## MATERIAL TO PROCESS

· · · · ·

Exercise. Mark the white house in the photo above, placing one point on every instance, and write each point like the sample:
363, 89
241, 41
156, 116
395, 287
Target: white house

· · · · ·

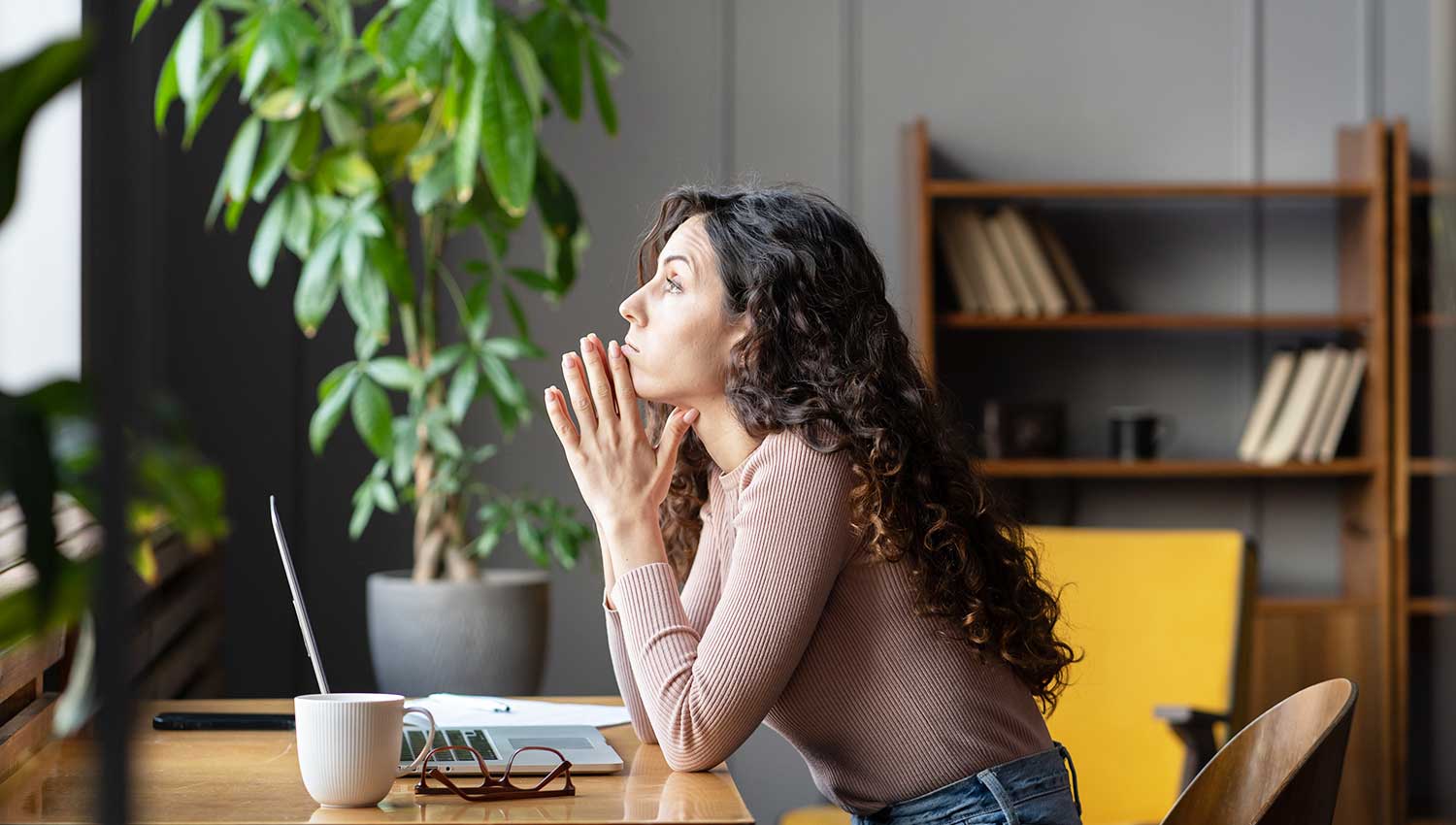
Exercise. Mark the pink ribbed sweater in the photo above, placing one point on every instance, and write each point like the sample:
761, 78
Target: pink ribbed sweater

· · · · ·

## WHAT THE EXERCISE ASKS
Set down the lines exactly, starting with the line that contains "Exercise. Mark the white" and going on through the line that contains "Target: white house", both included.

## ANSWER TO THIS PROBLEM
Exercise. Mark the white house in the photo above, placing one point on every instance, and write each point like the sample:
363, 89
241, 41
156, 116
395, 287
Target: white house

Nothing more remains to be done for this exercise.